Count the lines in the listing below that contain the word "pedestal". Give only the number.
========
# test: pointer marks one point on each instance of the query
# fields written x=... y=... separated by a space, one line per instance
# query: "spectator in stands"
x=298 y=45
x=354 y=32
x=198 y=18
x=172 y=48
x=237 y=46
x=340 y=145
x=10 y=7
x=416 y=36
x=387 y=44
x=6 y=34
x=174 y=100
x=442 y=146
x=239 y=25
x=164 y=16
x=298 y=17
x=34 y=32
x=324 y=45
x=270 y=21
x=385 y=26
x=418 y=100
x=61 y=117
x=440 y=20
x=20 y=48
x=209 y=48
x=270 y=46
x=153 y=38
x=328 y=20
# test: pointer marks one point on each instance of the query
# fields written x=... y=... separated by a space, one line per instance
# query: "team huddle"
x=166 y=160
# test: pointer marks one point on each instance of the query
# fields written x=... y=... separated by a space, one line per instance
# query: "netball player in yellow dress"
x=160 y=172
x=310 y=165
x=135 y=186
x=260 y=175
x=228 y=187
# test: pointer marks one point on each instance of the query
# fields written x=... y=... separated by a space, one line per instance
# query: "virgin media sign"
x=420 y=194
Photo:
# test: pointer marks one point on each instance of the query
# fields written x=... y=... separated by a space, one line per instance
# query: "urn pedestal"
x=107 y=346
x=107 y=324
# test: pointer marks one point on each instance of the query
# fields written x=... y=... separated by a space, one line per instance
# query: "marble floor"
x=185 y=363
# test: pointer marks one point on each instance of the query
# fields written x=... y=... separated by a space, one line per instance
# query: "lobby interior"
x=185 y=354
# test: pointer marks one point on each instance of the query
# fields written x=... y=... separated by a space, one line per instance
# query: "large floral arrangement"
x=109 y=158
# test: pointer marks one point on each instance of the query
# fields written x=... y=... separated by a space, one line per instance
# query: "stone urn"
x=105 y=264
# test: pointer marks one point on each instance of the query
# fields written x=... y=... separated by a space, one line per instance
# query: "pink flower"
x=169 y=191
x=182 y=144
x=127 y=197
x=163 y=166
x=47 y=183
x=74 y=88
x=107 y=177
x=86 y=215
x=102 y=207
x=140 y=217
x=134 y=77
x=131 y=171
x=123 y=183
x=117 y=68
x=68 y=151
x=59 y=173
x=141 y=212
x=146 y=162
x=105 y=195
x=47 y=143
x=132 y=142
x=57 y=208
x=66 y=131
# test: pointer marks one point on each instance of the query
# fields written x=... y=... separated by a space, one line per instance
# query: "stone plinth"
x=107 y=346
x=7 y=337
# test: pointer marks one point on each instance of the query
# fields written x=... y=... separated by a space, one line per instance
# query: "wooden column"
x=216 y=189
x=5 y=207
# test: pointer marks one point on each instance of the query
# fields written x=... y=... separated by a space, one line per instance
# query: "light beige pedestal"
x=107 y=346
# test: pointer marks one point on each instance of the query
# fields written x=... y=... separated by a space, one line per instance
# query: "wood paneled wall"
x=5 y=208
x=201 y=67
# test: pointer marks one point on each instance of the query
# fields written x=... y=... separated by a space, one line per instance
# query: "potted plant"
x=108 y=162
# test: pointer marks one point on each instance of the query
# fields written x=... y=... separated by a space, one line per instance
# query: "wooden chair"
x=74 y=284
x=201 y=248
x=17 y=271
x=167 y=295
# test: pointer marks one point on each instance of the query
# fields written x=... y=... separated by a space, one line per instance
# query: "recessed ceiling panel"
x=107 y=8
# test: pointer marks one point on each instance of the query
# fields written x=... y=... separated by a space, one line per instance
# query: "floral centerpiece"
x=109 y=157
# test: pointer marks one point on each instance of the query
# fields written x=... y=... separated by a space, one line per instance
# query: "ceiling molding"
========
▶ [Result for this exercise]
2